Source data:
┄┄┄┄┄┄┄┄┄┄
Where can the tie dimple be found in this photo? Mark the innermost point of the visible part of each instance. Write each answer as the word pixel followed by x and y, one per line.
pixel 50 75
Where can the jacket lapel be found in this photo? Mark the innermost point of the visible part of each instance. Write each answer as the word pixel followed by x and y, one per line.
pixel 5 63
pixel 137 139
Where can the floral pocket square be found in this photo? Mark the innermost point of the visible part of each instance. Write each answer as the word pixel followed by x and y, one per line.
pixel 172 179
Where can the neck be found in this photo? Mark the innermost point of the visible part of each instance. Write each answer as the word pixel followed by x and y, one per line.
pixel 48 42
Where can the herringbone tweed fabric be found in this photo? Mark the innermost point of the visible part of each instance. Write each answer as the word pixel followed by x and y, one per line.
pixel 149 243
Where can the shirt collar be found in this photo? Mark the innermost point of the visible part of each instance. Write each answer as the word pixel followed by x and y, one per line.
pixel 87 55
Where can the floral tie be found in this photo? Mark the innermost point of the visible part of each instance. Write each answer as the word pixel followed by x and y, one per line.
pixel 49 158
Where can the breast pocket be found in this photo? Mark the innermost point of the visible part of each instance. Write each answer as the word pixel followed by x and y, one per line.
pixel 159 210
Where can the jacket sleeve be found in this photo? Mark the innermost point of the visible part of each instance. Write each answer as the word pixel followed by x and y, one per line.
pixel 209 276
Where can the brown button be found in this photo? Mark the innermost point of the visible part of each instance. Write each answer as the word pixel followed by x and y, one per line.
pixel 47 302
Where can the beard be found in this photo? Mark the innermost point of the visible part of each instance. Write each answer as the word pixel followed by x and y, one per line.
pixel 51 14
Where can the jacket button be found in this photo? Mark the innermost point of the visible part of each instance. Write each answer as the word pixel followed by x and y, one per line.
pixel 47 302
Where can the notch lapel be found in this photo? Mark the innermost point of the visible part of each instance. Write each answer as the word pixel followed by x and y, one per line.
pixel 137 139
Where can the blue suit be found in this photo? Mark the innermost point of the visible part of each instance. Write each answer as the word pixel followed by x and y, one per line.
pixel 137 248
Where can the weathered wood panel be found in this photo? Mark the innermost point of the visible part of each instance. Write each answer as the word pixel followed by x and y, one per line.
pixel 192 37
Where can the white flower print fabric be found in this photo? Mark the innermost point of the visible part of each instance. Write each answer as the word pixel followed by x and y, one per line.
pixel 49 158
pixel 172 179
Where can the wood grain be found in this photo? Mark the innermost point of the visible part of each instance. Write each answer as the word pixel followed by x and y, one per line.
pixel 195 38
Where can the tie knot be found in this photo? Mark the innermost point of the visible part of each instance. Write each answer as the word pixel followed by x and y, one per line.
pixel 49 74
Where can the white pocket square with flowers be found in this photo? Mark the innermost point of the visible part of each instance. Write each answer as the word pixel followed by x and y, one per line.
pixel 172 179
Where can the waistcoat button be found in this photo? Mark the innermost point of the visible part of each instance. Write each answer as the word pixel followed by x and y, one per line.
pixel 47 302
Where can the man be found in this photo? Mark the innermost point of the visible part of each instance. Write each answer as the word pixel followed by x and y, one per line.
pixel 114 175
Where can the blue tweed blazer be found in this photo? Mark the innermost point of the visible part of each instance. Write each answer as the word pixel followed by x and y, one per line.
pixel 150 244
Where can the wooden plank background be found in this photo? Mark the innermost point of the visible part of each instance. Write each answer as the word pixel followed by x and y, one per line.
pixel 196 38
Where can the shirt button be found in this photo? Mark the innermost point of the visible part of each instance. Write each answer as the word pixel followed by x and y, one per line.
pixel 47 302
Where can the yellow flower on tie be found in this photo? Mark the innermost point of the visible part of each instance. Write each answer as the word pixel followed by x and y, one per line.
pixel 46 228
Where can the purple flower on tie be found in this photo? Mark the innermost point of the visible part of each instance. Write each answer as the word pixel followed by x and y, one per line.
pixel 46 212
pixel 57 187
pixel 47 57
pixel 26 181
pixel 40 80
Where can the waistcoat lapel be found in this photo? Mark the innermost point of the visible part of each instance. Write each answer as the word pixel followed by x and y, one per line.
┄┄┄┄┄┄┄┄┄┄
* Exercise goal: Repeat the data above in full, word for word.

* Final answer:
Where can the tie dimple be found in this photo? Mark the innermost point of the visible part of each instance. Write each answer as the word pixel followed by x and y, one per line.
pixel 50 75
Where can the jacket lapel be found in this photo? Mark the innermost point of the visible part of each instance. Write each answer as the word pixel followed by x and y, one per line.
pixel 5 63
pixel 137 139
Where can the floral pocket square be found in this photo? Mark the innermost point of the visible part of each instance. Write each answer as the word pixel followed by x and y, one per line.
pixel 172 179
Where can the neck be found in this photo? Mark the innermost point of the visible part of each instance. Write each answer as the word pixel followed by x and y, one per line.
pixel 48 42
Where can the herringbone tweed fabric be found in this photo? Mark the innermost point of the visible part of each instance. Write each answer as the word pixel followed by x and y, one per line.
pixel 149 243
Where can the shirt collar be found in this photo? Mark the innermost point of the visible part of each instance. Write each answer as the word pixel followed by x and y, one per line.
pixel 87 55
Where can the floral tie be found in this photo? Mark the innermost point of the visible part of each instance. Write each answer as the word pixel followed by x and y, one per line.
pixel 49 158
Where can the breast pocket be found in this photo? Mark the innermost point of the visible part of each instance. Write each answer as the word pixel followed by x and y, one per line.
pixel 159 210
Where can the jacket sleeve be found in this photo? Mark the innermost point of the visible part of each instance. Write each answer as the word pixel followed by x and y, one per line.
pixel 209 276
Where can the brown button be found in this photo? Mark the innermost point of the visible part of each instance. Write each answer as the word pixel followed by x and y, one per line.
pixel 47 302
Where can the beard be found in this photo? Mark the innermost point of the visible part of each instance. Write each answer as the word pixel followed by x and y, one per line.
pixel 51 14
Where can the jacket button be found in this photo? Mark the innermost point of the visible part of each instance. Write each answer as the word pixel followed by x and y, one per line.
pixel 47 302
Where can the notch lapel be found in this photo? Mark the innermost point of the visible part of each instance. Write each answer as the word pixel followed by x and y, one per line.
pixel 137 139
Where can the blue suit be found in this photo? Mark the innermost point of the visible part of each instance. Write each answer as the word pixel followed by x and y, one per line.
pixel 137 248
Where can the weathered wood panel be found in this photo? Mark the innermost point of the visible part of each instance. Write each answer as the word pixel followed by x and y, one per line.
pixel 192 37
Where can the white flower print fabric be found in this photo? Mark the innermost point of the visible part of each instance. Write each answer as the word pixel followed by x and y, one per line.
pixel 49 158
pixel 172 179
Where can the wood grain be found in this photo? Mark the innermost point of the visible part of each instance. Write each answer as the word pixel followed by x and y, one per line.
pixel 195 38
Where can the tie knot be found in this photo? Mark the innermost point of the visible part of each instance. Write each answer as the word pixel followed by x and y, one per line.
pixel 49 74
Where can the white pocket square with flowers be found in this photo? Mark the innermost point of the visible part of each instance. Write each answer as the word pixel followed by x and y, one per line.
pixel 172 179
Where can the waistcoat button be found in this photo? Mark the innermost point of the visible part of each instance. Write each answer as the word pixel followed by x and y, one per line.
pixel 47 302
Where can the man be found in this photo? Mark the innermost point of the visible part of each instance. Write each answer as the word pixel followed by x and y, one per line.
pixel 114 175
Where can the blue tweed blazer be found in this photo? Mark the innermost point of the visible part of each instance. Write each answer as the word pixel followed by x and y, one per line.
pixel 150 244
Where can the wooden plank background be found in this photo? Mark the innermost point of the visible part of each instance. Write each answer as the word pixel followed by x and y, one per line.
pixel 196 38
Where can the shirt button be found in this photo? Mark the innermost point of the visible part of each instance. Write each answer as the word pixel followed by x and y, one per line.
pixel 47 302
Where can the yellow flower on tie be found in this photo? Mark the innermost point of the visible part of each instance. Write each answer as the word pixel followed by x and y, one per line.
pixel 46 228
Where can the purple flower on tie be found in this photo? Mark the innermost point of the visible part of each instance. Write each answer as the word pixel followed by x and y, one per line.
pixel 46 212
pixel 57 187
pixel 47 57
pixel 26 181
pixel 40 80
Where can the waistcoat lapel be found in this photo? Mark the innermost point of the visible part of each instance. Write each answer as the word pixel followed by x and y, one per line.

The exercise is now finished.